▼▼▼
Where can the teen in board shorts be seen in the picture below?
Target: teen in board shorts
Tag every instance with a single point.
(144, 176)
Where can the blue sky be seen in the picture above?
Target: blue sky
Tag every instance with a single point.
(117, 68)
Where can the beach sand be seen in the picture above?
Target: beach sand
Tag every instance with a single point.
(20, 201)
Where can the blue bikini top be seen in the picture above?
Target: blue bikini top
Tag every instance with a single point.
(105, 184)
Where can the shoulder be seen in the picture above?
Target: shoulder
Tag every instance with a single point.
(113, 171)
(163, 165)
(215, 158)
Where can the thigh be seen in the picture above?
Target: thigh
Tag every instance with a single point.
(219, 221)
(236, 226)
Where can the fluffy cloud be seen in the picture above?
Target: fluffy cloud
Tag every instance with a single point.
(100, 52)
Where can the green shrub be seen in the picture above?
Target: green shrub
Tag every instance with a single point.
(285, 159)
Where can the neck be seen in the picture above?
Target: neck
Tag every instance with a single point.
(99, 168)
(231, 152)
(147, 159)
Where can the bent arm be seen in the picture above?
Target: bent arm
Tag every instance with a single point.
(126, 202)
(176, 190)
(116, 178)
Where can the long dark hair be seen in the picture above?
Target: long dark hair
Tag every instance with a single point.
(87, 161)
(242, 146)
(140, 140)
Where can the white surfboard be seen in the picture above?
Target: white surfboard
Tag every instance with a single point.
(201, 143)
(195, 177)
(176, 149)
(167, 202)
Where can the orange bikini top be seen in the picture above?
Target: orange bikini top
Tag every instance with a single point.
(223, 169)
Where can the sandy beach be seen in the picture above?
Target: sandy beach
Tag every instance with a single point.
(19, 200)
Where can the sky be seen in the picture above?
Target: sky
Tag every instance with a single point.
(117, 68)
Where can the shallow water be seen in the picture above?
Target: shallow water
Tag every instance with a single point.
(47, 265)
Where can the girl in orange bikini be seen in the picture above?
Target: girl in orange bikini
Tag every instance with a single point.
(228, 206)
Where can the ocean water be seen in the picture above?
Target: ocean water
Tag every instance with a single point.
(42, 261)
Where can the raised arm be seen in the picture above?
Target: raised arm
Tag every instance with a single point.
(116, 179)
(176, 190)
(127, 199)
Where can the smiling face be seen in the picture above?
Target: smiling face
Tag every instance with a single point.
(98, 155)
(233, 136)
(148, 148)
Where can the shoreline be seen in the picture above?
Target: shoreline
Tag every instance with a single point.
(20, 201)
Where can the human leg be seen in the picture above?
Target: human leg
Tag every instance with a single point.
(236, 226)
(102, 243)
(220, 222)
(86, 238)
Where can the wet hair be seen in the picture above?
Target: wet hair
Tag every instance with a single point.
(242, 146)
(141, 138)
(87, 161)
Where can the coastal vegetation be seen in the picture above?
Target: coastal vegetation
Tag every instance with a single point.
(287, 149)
▲▲▲
▼▼▼
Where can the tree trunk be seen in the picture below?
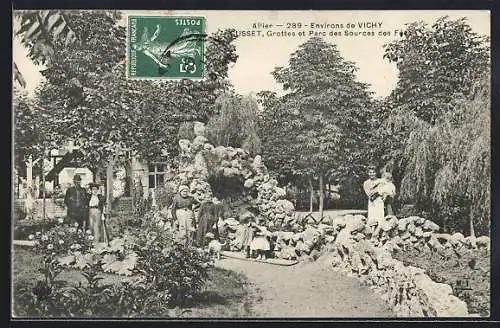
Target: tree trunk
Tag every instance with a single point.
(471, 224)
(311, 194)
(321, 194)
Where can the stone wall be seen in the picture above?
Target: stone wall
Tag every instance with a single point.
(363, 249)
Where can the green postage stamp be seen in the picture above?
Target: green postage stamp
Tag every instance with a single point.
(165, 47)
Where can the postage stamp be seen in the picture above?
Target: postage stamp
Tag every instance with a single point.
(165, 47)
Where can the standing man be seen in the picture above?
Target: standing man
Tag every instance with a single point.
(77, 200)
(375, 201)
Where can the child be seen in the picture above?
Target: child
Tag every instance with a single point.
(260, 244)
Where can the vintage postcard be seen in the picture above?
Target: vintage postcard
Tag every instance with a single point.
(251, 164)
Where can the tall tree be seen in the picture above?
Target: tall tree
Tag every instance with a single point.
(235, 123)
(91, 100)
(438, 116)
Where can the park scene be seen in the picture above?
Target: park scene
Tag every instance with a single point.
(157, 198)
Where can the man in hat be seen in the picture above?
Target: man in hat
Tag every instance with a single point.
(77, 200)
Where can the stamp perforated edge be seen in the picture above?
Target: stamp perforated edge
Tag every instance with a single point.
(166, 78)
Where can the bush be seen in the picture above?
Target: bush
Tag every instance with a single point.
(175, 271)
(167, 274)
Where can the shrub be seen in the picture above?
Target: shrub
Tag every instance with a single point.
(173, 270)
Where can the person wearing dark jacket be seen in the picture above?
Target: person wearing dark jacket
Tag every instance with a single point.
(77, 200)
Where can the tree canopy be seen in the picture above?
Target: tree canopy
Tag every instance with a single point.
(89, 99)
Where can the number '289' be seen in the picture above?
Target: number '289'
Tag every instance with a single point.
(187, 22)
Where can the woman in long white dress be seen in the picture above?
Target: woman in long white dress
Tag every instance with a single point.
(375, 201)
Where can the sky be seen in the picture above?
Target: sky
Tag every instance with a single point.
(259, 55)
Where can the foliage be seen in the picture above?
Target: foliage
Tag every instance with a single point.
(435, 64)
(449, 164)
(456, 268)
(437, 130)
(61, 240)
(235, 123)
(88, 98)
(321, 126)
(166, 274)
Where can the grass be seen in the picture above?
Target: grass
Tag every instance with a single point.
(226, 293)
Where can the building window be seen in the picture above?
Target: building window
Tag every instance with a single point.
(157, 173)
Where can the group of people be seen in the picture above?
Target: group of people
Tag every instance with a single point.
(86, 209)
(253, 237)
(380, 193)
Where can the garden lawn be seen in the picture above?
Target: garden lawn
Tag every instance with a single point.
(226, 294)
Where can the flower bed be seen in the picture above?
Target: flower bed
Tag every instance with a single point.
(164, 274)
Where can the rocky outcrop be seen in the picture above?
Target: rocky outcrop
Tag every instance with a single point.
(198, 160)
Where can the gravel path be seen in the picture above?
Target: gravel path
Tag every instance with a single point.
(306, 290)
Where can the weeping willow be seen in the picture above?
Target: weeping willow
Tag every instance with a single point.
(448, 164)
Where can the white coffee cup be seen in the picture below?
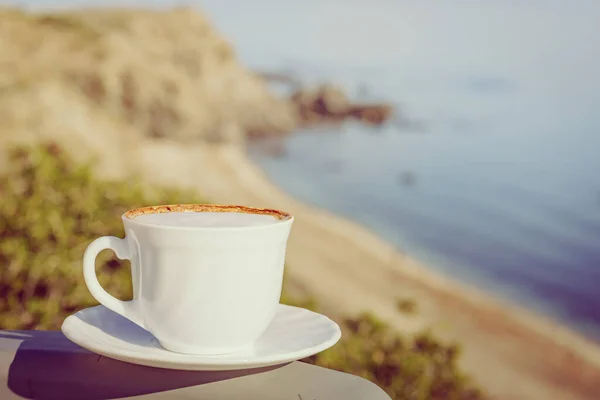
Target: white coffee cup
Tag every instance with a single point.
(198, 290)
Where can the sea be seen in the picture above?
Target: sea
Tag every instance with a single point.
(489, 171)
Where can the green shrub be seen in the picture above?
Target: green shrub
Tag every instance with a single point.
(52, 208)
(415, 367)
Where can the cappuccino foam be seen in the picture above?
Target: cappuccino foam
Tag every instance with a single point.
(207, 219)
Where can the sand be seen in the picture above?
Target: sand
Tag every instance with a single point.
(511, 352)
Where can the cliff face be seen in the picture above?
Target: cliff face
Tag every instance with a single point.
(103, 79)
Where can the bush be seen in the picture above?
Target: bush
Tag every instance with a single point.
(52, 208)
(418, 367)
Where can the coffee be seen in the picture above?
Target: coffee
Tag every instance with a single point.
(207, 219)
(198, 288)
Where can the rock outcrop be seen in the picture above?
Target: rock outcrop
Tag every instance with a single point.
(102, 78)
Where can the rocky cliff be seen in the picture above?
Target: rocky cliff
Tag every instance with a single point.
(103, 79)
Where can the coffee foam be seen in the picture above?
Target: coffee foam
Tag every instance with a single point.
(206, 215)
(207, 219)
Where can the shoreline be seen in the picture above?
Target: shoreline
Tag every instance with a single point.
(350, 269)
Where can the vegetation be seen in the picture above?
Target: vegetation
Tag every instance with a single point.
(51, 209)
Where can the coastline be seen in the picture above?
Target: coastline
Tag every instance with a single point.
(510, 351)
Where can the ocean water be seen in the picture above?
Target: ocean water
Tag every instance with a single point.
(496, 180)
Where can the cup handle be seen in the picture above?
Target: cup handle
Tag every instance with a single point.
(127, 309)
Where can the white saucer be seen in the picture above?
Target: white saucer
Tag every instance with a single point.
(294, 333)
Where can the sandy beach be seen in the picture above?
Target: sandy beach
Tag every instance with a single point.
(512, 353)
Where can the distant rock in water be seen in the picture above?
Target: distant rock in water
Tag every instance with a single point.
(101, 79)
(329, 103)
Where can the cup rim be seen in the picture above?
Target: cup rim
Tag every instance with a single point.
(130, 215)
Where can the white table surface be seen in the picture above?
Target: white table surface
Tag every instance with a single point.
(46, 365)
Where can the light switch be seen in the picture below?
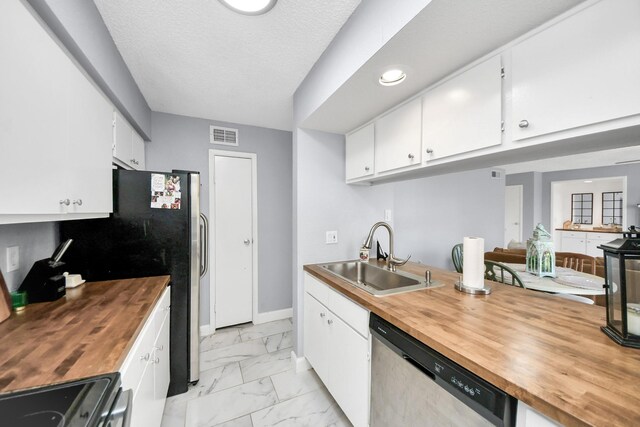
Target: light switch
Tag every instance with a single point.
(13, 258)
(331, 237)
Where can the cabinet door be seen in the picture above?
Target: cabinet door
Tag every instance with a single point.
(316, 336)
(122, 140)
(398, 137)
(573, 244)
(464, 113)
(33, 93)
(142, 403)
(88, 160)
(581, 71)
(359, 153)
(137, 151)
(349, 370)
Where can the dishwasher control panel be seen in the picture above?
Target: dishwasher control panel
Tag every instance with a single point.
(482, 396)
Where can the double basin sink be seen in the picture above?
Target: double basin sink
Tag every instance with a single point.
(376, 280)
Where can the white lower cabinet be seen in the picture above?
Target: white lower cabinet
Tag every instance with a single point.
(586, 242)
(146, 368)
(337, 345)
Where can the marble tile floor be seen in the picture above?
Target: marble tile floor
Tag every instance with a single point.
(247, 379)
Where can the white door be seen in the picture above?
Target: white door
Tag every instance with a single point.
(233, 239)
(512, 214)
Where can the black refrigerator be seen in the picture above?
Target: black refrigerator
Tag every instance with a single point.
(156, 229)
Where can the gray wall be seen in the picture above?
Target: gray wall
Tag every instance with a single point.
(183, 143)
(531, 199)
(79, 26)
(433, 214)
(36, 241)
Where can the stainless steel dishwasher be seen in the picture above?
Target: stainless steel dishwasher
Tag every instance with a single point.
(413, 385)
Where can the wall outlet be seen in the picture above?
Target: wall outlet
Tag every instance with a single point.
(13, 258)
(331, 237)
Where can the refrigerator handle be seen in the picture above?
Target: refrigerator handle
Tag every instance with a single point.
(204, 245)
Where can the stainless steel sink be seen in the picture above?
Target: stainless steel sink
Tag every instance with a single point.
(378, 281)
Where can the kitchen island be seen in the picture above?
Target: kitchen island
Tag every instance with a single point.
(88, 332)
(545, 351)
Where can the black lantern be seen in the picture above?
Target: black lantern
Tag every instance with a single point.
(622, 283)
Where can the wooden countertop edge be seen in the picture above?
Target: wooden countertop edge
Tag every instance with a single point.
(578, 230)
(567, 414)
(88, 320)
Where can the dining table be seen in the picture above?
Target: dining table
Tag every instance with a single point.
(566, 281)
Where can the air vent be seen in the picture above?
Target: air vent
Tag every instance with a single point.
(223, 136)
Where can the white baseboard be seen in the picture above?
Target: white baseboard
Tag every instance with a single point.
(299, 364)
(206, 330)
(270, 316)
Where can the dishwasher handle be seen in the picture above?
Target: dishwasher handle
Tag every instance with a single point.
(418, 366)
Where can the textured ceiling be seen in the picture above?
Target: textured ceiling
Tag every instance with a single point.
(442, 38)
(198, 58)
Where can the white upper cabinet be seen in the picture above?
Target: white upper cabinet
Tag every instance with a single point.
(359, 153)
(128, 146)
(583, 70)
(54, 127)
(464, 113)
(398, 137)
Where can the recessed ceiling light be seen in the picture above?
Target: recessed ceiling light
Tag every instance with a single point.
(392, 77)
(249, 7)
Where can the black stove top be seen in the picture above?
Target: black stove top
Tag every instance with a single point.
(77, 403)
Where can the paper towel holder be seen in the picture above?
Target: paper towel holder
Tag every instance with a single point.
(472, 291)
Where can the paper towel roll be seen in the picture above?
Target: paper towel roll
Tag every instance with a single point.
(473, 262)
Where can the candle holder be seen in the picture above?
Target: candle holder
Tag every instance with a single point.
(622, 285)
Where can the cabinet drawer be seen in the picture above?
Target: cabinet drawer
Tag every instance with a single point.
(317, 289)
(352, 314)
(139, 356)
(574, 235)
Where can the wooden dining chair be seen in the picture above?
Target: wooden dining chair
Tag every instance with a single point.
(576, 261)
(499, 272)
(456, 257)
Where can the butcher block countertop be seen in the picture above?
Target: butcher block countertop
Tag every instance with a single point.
▲▲▲
▼▼▼
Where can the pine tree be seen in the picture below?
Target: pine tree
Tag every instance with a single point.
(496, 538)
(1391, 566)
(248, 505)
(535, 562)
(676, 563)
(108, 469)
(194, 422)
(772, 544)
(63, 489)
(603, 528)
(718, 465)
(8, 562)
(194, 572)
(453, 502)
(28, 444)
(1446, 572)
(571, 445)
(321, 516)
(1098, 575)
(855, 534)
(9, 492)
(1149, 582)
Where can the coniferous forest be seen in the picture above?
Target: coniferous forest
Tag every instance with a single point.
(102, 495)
▲▲▲
#### [EXERCISE BRIEF]
Each line of the data in which the string "stone" appears needs to be copied.

#### [RESULT FOR THIS TASK]
Where can the stone wall be seen in the picture above?
Target: stone wall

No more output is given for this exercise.